EMILIVE(feel relaxed)

EMILIVE(feel relaxed)

3 JUNE





夕方、新宿からバスに乗って成田空港へ。荷物はキャリーバッグ一つだけ。
千葉県の森の向こうに、大きな夕日が沈むのを見る。
日本だなぁ。これからしばらく離れるんだ。
日本の夕日は、どこかの国で朝日なんだ。

離陸。子どもの泣き叫ぶ声がしばらく続く。
飛び立った窓から下を見たら、満月が見えた。
一瞬、不思議な感覚にとらわれたけど、それは田んぼに映った大きな月。

+++

ハワイに午前着。二度目の6月3日がはじまる。
出発前夜も機内でも、ほとんど眠れずフラフラ。
でも、空港から一歩出た途端に笑顔になる。
あたたかい空気、きれいな花、明るい陽、眩しい色が出迎えてくれる。
ロナウドみたいなお兄さんが笑いかけている。
花のレイ(本物じゃないけど)をわたしの首に掛け、浅黒い肌のおねえさん二人と写真をとる。
これはややビジネスライク。

一人なので、送迎バスの運転手さんが助手席に乗せてくれる。
ホノルル空港からワイキキ方面へ向かう車中、体の底から笑いが込み上げてくる。
ハワイに来たことを体中で感じる。
ハイウェイの両側に植わる木々の色とりどりの花が、もったいないぐらいに流れ過ぎていく。
「今年は少し雨が多いんですよ」と運転手のアキラさん。

ホテル着。チェックインして、途方に暮れる。
ことばの壁と一人でいることのプレッシャー。
ううう。体調も良くないし。
体のサイクル的に、海に入れない状態になってしまったのです(婉曲表現)。
ちゃんと計算したのになぁ。

午後、オプショナルツアーを申し込みに旅行会社カウンターにいく。
やたら歩く速度が速くなってしまう。ワイキキを一人で歩いてる人なんていないし。
今日は、もうのんびりするしかないみたい。

とりあえずトロリーに乗ってみる。一番小回りしているピンクライン。
座った途端、めまいがして貧血の時みたいに、目の前が白ーくなる。

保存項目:
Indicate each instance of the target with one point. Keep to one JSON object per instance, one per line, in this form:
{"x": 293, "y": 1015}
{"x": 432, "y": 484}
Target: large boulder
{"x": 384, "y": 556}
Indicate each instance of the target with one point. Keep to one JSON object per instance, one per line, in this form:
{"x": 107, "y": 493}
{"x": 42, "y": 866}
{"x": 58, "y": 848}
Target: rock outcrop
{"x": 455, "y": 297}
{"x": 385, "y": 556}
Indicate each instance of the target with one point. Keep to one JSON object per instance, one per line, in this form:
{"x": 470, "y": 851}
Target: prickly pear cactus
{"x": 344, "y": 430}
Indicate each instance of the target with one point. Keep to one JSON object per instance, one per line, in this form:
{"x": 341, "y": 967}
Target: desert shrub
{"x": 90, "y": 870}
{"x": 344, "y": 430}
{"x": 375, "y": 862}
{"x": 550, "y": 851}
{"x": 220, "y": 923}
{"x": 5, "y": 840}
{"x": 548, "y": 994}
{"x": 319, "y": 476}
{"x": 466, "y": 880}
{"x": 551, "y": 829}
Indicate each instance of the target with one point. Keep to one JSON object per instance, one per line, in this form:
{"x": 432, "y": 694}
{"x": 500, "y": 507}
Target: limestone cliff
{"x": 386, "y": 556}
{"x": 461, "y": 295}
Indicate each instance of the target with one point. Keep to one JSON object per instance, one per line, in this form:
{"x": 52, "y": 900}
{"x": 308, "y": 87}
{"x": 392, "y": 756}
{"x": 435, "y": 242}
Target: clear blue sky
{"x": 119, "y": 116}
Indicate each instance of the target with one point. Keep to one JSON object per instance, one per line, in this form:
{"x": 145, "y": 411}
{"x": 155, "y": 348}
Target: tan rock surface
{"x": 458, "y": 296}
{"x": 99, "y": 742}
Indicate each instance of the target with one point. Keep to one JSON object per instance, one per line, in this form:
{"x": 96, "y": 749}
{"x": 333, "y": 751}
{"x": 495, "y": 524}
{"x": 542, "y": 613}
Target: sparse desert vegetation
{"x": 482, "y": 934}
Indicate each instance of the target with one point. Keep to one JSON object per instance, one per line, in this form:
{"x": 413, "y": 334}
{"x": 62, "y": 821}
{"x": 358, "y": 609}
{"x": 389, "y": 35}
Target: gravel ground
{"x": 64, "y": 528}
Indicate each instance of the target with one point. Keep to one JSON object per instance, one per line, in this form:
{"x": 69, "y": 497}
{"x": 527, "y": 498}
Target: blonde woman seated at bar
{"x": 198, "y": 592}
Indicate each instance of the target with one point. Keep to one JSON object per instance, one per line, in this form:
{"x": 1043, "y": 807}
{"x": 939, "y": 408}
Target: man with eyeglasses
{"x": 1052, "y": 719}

### [作業内容]
[a] 旅日記で、ホノルル空港からの送迎バスの運転手は何という名前か。
[b] 旅日記のうち「千葉県の森の向こうに、大きな夕日が沈むのを見る。」で始まり「でも、空港から一歩出た途端に笑顔になる。」まで続く部分を、一字も変えずに返すこと。

### [順番の回答]
[a] アキラさん。

[b]
千葉県の森の向こうに、大きな夕日が沈むのを見る。
日本だなぁ。これからしばらく離れるんだ。
日本の夕日は、どこかの国で朝日なんだ。

離陸。子どもの泣き叫ぶ声がしばらく続く。
飛び立った窓から下を見たら、満月が見えた。
一瞬、不思議な感覚にとらわれたけど、それは田んぼに映った大きな月。

+++

ハワイに午前着。二度目の6月3日がはじまる。
出発前夜も機内でも、ほとんど眠れずフラフラ。
でも、空港から一歩出た途端に笑顔になる。